# [Compito richiesto A]
Per favore, riscala le coordinate nelle risposte dell'elenco: parti dalla riga che contiene "of the gear" e arriva fino alla fine dell'elenco, riportando tutte queste righe con le richieste comprese. Moltiplica ogni coordinata per 2,2 e arrotonda all'intero, con le metà per eccesso.

# [Documento]
★ ★ ★ ★
Charlie è un bambino di nove anni, frequenta la quarta elementare e viene considerato un perdente per la sua personalità piena di ansie: simbolo di rassegnazione agli eventi sfavorevoli, di rinuncia, quasi al compiacimento per la propria condizione.

Nonostante questo, Charlie ha una grande determinazione che sfocia in una testardaggine patologica; i suoi compagni approfittano spesso delle sue debolezze, ma paradossalmente ha tanti amici che lo incitano all’azione.

Sembrerebbe un adolescente qualunque, eppure, Charlie si distingue per la forte frustrazione che inquina ogni suo pensiero o scelta, inoltre, essendo un personaggio dei fumetti sappiamo per certo che non crescerà e non potrà mai diventare forte e consapevole.

Non solo nei bambini

Non a caso nel mondo di Charlie vivono sono bambini, le figure di riferimento sono completamente assenti, ed è chiaro che senza qualcuno che ci dica che siamo bravi, che possiamo farcela, che ci faccia sentire “visibili” al mondo: siamo persi.

La sindrome di Charlie Brown non riguarda solo i bambini, anche noi adulti senza un riscontro di ciò che siamo rischiamo di cadere in uno stato simile: pensiamo al partner che non ci considera, o al capoufficio che non valorizza i sacrifici e l’impegno impiegato per raggiungere gli obiettivi.
★ ★ ★ ★
# [Elenco voci]
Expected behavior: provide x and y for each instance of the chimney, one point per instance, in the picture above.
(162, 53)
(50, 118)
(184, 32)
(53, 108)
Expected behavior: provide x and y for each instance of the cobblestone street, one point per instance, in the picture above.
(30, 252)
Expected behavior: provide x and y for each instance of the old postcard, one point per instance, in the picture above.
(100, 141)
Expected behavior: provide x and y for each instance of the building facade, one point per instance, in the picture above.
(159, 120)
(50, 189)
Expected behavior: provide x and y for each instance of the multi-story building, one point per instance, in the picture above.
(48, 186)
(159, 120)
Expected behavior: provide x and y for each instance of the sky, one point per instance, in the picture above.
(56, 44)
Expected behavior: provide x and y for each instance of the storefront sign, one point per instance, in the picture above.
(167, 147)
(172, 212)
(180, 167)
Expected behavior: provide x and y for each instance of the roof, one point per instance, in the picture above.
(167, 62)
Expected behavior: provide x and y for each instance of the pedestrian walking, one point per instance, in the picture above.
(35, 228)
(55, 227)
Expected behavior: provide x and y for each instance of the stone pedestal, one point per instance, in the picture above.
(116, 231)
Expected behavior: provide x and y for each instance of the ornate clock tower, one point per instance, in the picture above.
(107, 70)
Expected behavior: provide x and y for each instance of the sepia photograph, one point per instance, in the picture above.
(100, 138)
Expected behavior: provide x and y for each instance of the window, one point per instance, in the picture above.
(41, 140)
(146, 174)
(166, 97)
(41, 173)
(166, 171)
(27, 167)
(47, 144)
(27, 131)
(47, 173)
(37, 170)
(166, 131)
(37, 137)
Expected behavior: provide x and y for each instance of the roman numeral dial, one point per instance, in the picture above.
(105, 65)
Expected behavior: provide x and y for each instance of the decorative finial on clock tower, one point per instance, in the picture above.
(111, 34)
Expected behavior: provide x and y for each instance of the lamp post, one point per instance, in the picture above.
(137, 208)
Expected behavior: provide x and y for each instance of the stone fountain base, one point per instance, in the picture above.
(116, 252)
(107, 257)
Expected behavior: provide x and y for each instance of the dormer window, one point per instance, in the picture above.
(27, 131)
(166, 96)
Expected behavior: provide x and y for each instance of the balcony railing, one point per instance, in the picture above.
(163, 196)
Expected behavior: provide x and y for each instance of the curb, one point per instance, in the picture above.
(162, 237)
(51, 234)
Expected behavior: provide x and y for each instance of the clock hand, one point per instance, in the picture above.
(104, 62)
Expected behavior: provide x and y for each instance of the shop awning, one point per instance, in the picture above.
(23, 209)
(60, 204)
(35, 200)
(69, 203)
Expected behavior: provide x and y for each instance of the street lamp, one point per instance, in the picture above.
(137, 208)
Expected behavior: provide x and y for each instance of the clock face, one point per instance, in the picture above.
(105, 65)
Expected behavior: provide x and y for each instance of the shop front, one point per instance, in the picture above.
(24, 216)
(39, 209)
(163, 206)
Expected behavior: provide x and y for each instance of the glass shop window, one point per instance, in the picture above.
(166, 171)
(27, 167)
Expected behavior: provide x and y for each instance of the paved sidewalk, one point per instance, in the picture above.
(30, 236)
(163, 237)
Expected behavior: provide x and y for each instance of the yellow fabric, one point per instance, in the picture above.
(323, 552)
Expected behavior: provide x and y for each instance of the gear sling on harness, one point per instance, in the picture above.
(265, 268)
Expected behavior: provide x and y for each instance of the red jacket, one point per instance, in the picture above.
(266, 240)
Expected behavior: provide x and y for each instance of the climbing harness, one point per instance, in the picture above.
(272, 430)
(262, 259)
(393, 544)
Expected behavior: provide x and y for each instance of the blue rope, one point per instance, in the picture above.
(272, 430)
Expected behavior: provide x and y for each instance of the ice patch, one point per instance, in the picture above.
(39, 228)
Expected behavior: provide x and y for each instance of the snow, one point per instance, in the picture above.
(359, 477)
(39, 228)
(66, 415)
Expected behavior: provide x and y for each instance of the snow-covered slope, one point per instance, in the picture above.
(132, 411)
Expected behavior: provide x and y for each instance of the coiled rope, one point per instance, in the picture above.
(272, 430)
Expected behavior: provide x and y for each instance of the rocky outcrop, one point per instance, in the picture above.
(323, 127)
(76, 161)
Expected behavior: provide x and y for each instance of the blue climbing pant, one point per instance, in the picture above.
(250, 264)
★ ★ ★ ★
# [Compito richiesto B]
Riprendi il testo sulla sindrome di Charlie Brown dal punto in cui si interrompe.

# [Risultato del compito A]
Expected behavior: provide x and y for each instance of the gear sling on harness, one point per instance, in the picture above.
(583, 590)
Expected behavior: provide x and y for each instance of the red jacket, one point per instance, in the picture above.
(585, 528)
Expected behavior: provide x and y for each instance of the climbing harness, one point per instance, in the picture above.
(598, 946)
(576, 570)
(865, 1197)
Expected behavior: provide x and y for each instance of the blue rope, one point per instance, in the picture above.
(598, 946)
Expected behavior: provide x and y for each instance of the ice patch, one point per instance, in the picture above.
(86, 502)
Expected behavior: provide x and y for each instance of the snow, one point per instance, in the picture above.
(790, 1049)
(86, 502)
(145, 913)
Expected behavior: provide x and y for each instance of the snow-covered slope, one point per instance, in the picture above.
(290, 904)
Expected behavior: provide x and y for each instance of the coiled rope, one point per instance, in the picture above.
(598, 946)
Expected behavior: provide x and y for each instance of the rocky outcrop, one point per instance, in the picture above.
(711, 279)
(167, 354)
Expected behavior: provide x and y for each instance of the blue climbing pant, one point per instance, in the picture above.
(550, 581)

# [Risultato del compito B]
La Sindrome

Abbiamo visto che si tratta di un complesso di insicurezze e sbalzi emotivi, con bassa autostima e disagio nel rapporto con il proprio corpo; una vita fatta di continue sconfitte come se fosse un tratto distintivo, una caratteristica eterna simile all’avere gli occhi chiari o i capelli ricci: se nasci così, morirai così.

Chi soffre di questa sindrome vorrebbe piacere agli altri, ma ahimè vivendo nel più totale anonimato per mancanza di personalità, trasmette pesantezza allontanando le persone.

Incastrato nelle sue stesse paure non fa niente per cambiare:

Penso che ho paura di essere felice, perché ogni volta che si diventa troppo felici accade sempre qualcosa di brutto”.

Come reagisce Charlie

La quotidianità diventa una sfida e tutti sono ipotetici nemici, Charlie cerca in maniera estenuante di prevedere le mosse dell’ipotetico avversario per prepararsi alla minaccia in arrivo: in realtà sono tutte fantasie, non ci sono pericoli reali ma solo ansie e solitudine.

Il tentativo di immaginare cosa ci sia nella mente dell’avversario ci fa dimenticare l’obiettivo, e non ci si concentra più su se stessi: un esempio lampante di come usiamo il rimuginare e di come sia poco utile per definire una strategia per il raggiungimento dello scopo.

Come possiamo reagire per non essere Charlie

Se ci siamo riconosciuti nel piccolo insicuro, allora è giunto il tempo di staccarci dal personaggio!

– L’errore principale è credere che non ci siano alternative, nulla può cambiare quello che siamo: e continuiamo a guardare sempre nella stessa direzione, dimenticando che possiamo scegliere invece di subire.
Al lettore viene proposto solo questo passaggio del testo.